**Reading passage:**
········
Sarah Meiklejohn, a cryptographer at University College London, said that the investigation’s findings‚ assuming they were error-free, provide empirical confirmation of an “intuition that has been floating around in this space for a while.” (Meiklejohn developed some address-linking techniques used in the investigation and recently devised a technique for tracking a type of transaction flow called a peel chain.)
“We all kind of knew that mining was fairly centralized,” she said. “There aren’t that many miners. This is true even today, of course, and it was even more true at the beginning.” As for what should be done about it, “we do need to really examine that question,” she said. “How do we make mining more decentralized?” She thought the results of this investigation might encourage the field to take the issue more seriously.
But to add a twist, Blackburn found that while some miners had the power to execute 51% attacks, they repeatedly chose not to. Rather, they acted altruistically — preserving the cryptocurrency’s integrity, even though the decentralization-based fraud-prevention mechanism had been compromised.
In parsing this finding, Blackburn’s team turned to the tools of experimental economics. They gathered human subjects online to participate in game-theory scenarios that modeled the “social dilemma” faced by the founders — that is, how people behave when they find themselves as the trustee of an appreciating good.
“In scenarios like this, it appears that people don’t like to kill the golden goose — they don’t like to spoil it for the group,” Lieberman Aiden observed. Whatever you believe about the motivations of the “Bitcoin 64,” he said, the fact that the network was vulnerable to individual decision-makers changes the understanding of its security.
“Sure, decentralization protects the blockchain,” he said. “But even on occasions when the mining pool became centralized, the dominant miners declined to attack it. That is a very different picture than the idealized model people have for why these cryptocurrencies are secure.”
As the authors concluded in the paper: “Although bitcoin was designed to rely on a decentralized, trustless network of anonymous agents, its early success rested instead on cooperation among a small group of altruistic founders.”
········
**Study material:**

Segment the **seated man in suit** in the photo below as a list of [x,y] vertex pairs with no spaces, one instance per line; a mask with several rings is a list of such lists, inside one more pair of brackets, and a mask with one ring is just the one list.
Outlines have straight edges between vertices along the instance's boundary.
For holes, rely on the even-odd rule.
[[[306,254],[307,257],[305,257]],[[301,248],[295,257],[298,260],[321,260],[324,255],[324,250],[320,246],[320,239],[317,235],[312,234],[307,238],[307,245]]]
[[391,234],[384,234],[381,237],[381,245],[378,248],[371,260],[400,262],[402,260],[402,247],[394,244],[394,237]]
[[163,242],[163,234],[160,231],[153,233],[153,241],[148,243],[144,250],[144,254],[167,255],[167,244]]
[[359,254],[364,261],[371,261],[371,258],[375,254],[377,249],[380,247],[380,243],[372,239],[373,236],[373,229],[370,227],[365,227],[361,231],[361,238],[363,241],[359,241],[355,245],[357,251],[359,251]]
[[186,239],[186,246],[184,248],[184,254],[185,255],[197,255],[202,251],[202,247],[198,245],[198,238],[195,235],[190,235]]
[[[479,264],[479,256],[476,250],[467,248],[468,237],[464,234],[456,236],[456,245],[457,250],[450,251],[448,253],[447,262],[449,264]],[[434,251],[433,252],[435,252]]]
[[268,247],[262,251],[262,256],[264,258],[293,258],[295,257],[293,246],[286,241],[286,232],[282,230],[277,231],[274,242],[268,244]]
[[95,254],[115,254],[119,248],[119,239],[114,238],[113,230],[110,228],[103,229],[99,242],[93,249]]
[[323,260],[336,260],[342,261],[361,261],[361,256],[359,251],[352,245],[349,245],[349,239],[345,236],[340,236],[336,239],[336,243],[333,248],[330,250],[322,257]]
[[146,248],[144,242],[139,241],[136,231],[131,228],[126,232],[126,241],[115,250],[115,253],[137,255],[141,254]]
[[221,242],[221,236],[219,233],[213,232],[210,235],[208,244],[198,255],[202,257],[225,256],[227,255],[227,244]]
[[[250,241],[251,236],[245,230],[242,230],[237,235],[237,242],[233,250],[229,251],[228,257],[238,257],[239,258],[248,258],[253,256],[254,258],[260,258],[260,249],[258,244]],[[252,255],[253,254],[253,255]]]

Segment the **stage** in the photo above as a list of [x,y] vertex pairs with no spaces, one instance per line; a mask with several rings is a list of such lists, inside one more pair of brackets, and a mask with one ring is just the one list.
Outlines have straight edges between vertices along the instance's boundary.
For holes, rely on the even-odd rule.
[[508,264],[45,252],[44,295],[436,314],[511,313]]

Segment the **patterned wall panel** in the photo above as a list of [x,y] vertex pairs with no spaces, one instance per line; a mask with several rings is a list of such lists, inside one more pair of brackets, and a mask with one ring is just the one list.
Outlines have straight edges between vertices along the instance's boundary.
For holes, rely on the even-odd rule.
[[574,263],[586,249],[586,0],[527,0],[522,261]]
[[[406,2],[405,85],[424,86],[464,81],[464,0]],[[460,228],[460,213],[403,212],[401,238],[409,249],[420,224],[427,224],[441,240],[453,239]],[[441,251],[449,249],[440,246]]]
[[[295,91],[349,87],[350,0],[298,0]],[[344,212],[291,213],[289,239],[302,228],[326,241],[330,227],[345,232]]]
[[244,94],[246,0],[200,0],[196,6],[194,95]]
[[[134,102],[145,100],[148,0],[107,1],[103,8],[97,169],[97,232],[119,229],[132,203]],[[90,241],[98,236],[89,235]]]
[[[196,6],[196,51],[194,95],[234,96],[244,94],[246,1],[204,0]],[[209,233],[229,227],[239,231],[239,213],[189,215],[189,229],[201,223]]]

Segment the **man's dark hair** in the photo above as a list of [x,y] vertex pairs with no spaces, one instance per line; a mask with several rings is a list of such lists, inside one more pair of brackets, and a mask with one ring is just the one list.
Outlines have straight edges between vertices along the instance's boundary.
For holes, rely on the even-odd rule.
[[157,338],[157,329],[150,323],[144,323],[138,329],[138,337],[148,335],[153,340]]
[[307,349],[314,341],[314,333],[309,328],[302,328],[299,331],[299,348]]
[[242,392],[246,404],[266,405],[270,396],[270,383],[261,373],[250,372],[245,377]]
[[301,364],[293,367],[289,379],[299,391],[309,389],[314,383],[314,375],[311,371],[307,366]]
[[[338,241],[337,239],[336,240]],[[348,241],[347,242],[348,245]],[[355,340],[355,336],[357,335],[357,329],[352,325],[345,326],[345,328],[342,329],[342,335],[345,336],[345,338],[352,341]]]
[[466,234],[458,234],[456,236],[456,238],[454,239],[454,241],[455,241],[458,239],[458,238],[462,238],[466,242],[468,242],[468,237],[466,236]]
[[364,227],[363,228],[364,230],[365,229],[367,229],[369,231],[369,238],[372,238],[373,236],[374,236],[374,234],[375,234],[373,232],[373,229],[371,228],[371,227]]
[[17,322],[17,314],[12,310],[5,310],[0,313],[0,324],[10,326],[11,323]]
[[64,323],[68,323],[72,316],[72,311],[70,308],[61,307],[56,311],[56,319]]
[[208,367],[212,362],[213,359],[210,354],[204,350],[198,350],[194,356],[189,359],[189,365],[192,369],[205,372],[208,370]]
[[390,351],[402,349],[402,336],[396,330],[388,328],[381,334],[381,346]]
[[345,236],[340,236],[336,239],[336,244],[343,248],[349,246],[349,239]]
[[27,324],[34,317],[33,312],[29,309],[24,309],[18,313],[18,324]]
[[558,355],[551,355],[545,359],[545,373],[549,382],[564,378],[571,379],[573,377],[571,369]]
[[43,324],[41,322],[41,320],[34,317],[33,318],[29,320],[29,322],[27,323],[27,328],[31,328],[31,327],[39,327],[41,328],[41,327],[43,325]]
········
**Directions:** Reproduce the part of the passage about early Bitcoin mining that begins at the words "But to add a" and stops after "had been compromised.". The rows have no connection to the passage about early Bitcoin mining.

**Response for this exercise:**
But to add a twist, Blackburn found that while some miners had the power to execute 51% attacks, they repeatedly chose not to. Rather, they acted altruistically — preserving the cryptocurrency’s integrity, even though the decentralization-based fraud-prevention mechanism had been compromised.